Retype the records word for word, starting at the line that contains "Note: mark the umbrella rib" and ending with the last line of the records, both included.

-- start of EXERCISE INPUTS --

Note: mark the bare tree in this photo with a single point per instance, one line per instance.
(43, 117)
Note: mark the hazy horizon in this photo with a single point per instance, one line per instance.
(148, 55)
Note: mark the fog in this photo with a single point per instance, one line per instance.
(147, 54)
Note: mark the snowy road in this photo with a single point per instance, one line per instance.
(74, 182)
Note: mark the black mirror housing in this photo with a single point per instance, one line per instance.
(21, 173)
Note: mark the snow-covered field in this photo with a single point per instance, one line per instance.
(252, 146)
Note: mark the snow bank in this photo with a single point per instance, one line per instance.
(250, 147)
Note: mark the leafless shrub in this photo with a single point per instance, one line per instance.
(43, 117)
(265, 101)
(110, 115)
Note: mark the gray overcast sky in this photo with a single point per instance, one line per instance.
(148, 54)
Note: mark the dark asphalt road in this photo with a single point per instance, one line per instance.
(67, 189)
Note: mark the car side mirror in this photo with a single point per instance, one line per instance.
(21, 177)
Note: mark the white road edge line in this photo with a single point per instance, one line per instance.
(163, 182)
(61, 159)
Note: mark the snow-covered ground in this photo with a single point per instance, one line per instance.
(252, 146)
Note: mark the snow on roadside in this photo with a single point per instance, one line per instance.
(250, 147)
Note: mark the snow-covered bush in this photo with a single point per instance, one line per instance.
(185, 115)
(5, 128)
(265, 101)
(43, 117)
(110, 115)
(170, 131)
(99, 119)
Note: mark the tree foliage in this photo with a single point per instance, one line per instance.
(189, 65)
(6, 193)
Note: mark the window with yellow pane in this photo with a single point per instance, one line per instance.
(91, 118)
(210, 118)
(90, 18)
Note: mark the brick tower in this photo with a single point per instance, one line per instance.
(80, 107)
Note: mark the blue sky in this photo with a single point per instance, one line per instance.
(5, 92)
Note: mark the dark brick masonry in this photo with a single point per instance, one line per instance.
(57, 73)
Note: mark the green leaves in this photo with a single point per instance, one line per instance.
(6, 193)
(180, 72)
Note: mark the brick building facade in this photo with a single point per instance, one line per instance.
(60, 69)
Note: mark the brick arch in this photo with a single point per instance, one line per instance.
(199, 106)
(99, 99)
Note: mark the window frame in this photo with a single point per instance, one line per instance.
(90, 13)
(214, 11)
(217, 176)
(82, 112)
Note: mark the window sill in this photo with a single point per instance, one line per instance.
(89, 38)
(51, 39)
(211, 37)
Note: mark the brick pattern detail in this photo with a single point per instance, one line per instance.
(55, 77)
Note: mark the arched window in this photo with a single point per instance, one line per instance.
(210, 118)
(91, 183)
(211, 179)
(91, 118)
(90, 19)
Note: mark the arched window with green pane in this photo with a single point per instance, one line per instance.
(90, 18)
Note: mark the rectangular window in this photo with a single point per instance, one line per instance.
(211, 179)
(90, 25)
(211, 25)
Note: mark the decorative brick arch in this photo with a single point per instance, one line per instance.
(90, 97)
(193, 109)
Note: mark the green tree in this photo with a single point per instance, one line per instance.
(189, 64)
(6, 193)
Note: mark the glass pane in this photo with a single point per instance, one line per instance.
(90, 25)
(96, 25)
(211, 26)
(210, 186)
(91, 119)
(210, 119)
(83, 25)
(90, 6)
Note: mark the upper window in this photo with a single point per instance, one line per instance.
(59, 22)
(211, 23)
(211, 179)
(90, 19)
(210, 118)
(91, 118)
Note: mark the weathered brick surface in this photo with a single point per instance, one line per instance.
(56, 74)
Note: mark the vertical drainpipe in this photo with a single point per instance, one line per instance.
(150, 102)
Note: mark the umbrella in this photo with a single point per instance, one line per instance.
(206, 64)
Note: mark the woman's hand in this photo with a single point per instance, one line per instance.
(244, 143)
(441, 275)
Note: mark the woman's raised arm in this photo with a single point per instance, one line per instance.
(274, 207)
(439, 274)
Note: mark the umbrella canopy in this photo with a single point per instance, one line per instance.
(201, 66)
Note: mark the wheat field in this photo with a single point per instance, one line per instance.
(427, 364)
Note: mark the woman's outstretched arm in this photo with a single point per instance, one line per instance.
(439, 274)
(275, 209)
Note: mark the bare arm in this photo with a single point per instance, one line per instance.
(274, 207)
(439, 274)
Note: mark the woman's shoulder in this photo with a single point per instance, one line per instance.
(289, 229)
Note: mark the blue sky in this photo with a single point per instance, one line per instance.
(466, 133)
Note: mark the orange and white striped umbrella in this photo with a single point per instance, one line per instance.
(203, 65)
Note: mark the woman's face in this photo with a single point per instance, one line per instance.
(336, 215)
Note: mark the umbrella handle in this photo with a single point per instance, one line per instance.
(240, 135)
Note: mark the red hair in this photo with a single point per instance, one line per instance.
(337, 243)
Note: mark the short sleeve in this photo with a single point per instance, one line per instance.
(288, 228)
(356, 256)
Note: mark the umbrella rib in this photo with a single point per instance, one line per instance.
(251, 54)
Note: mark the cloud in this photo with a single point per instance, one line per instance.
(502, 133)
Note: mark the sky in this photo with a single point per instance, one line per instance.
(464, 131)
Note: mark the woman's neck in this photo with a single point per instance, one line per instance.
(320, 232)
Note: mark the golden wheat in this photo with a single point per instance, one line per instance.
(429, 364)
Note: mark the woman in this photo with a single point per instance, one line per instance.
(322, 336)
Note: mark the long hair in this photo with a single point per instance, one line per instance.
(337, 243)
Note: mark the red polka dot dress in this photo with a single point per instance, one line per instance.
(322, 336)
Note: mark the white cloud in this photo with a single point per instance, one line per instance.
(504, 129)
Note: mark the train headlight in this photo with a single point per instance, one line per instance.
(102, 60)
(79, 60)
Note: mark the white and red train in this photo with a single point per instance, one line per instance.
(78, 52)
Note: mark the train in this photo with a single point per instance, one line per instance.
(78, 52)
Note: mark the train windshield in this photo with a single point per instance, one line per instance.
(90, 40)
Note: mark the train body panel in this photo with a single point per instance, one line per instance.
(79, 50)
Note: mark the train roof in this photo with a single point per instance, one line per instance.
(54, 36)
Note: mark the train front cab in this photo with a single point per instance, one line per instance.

-- end of EXERCISE INPUTS --

● **COMPLETED TASK**
Note: mark the umbrella rib in this photo with a single point per instance, one line per instance.
(251, 54)
Note: mark the cloud in this photo with a single point per instance, one line per instance.
(502, 133)
Note: mark the sky in this photo with a single point per instance, one line per instance.
(464, 131)
Note: mark the woman's neck in this photo with a single point per instance, one line per instance.
(320, 232)
Note: mark the golden wheat in this photo with a single point per instance, one line per instance.
(429, 364)
Note: mark the woman in this photo with a single point per instance, one line per instance.
(322, 336)
Note: mark the long hair in this photo with a single point per instance, one line per instance.
(337, 243)
Note: mark the red polka dot dress in this photo with a single point per instance, one line per instance.
(322, 336)
Note: mark the white cloud in this photo with a single point per instance, one line per instance.
(504, 129)
Note: mark the train headlight in this photo with a single point per instance, one line per instance.
(102, 60)
(79, 60)
Note: mark the white and red train in this photo with a single point per instance, one line per instance.
(78, 52)
Note: mark the train in this photo with a single point per instance, one line per instance.
(78, 52)
Note: mark the train windshield in this photo with a single point per instance, one line per instance.
(90, 40)
Note: mark the train body panel in this photo with a single point per instance, one line per instance.
(79, 50)
Note: mark the train roof in this photo with a single point per instance, one line per instance.
(54, 36)
Note: mark the train front cab in this photo with a single point per instance, one line per instance.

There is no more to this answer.